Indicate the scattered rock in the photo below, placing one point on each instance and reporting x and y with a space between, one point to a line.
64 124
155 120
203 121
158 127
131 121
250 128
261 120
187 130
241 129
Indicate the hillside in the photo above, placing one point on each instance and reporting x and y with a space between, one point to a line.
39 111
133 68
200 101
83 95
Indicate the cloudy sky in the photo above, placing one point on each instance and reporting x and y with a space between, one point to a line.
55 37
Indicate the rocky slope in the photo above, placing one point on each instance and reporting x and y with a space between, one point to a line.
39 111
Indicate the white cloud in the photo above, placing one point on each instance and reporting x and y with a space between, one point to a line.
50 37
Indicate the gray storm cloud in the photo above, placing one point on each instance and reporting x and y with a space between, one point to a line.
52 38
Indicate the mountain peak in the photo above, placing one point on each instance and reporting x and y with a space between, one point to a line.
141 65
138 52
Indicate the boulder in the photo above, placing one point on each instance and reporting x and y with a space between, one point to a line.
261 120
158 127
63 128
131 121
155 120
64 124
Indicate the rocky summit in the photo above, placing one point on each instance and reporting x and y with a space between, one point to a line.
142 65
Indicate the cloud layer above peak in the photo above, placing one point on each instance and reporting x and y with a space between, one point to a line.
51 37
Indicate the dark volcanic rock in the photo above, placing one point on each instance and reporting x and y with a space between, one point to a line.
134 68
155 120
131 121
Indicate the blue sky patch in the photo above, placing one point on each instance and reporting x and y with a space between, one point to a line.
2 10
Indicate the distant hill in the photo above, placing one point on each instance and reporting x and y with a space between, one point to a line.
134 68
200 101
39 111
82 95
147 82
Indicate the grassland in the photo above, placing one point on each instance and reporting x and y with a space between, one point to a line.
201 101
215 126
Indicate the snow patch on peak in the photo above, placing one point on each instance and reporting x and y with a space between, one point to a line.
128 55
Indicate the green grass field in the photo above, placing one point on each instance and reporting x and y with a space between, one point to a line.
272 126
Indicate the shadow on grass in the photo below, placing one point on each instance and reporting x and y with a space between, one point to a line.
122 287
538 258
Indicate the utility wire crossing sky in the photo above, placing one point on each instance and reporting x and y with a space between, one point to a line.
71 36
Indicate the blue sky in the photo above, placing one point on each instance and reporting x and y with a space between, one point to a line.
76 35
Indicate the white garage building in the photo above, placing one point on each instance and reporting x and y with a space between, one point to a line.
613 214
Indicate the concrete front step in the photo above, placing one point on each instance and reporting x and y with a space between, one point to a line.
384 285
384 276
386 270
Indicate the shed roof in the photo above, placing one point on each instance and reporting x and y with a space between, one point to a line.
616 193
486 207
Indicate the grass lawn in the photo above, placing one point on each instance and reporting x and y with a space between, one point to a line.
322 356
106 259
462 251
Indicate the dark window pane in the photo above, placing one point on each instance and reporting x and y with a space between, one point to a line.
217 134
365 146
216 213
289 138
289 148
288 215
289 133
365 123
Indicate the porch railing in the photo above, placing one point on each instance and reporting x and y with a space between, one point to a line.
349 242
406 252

★ ★ ★

## Exercise details
Copy every line above word for word, with nothing changed.

## Expected answer
Indicate the scattered rock in the photo below, placing one point on each instance and reporting x and y with a space between, one point to a line.
64 124
155 120
203 121
158 127
131 121
250 128
261 120
187 130
241 129
Indicate the hillside in the photo above, placing one point on each instance and reporting x and y with a space between, one point to a line.
39 111
133 68
200 101
83 95
Indicate the cloudy sky in the photo above, placing one point on each instance and reporting x and y with a space between, one point to a line.
55 37
Indicate the rocky slope in the photo above, placing one point on each instance and reporting x and y with a space between, one point to a line.
39 111
Indicate the white cloud in the photo above, placing one point on each instance and reporting x and y with a space between, one point to a line.
50 37
Indicate the gray storm cloud in the photo above, placing one point on each instance and reporting x and y with a space between, one point to a line.
52 38
Indicate the mountain peak in the photo above, placing one point on each instance and reporting x and y with a space between, one point to a line.
141 65
138 52
Indicate the boulder in the photo above, placing one point on each instance and reporting x and y with a space between, one point to a line.
261 120
158 127
63 128
131 121
155 120
64 124
Indicate the rocky summit in the photo above, placing one point on each instance and reporting x and y with a space between, one point to a line.
142 65
Indicate the cloud layer above peak in the photo above, placing one point on each instance and reporting x and y with a space between, one point to a line.
51 37
Indicate the dark volcanic rock in the photo above, placing one point on each instance and reporting x and y with a space between, one point to a line.
134 68
155 120
131 121
Indicate the blue sky patch in the photo above, placing one point on each instance and reporting x and y with a space between, one point to a line.
2 10
Indicate the distant hill in the photo above, placing one point on each instance and reporting x and y with a space between, one point to a line.
134 68
200 101
39 111
82 95
147 82
Indicate the grassland in the photo above, placing one point on each instance and reporting x and y with a space between, one point to a line.
201 101
215 126
Indicate the snow patch on peak in the photo above, placing one point on each instance and reporting x and y with a space between, one point to a line.
128 55
Indicate the green grass field in the photo above, placing one point on each instance and reporting x and y with a space between, one point to a line.
272 126
Indicate the shadow on grass in the photo below, placing one point on each instance and reporting x and y with a space between, one point to a line.
122 287
538 258
Indicate the utility wire crossing sky in the photo above, placing one point on each instance and reporting x and y with a space between, one point to a line.
71 36
Indicate the blue sky in the photo above, placing one point on each instance and reporting x and y with a space between, one point to a line.
76 35
Indicate the white garage building in the photo above, placing one point on each instance and reporting x and y with a space between, one point to a line.
613 214
Indicate the concrete front step in the photo above, placing one point on each instance and reporting x and y with a space between, one point to a line.
384 285
384 276
386 270
Indicate the shed roof in the photo above, placing one point on each instance and reporting x and y with a space between, one point to a line.
616 193
486 207
Indicate the grass lawn in the photo above, placing one point on each instance and reporting x and y with a space between, one point to a line.
322 356
106 259
462 251
Indicate the dark window pane in the photo above, placing one point on each instance and reporting x and y with a space between, one point to a line.
217 134
365 146
216 213
289 138
289 148
288 215
289 133
365 123
Indicate the porch railing in the photo above, placing one point on each instance and reporting x and y with a space between, one point to a line.
349 242
406 252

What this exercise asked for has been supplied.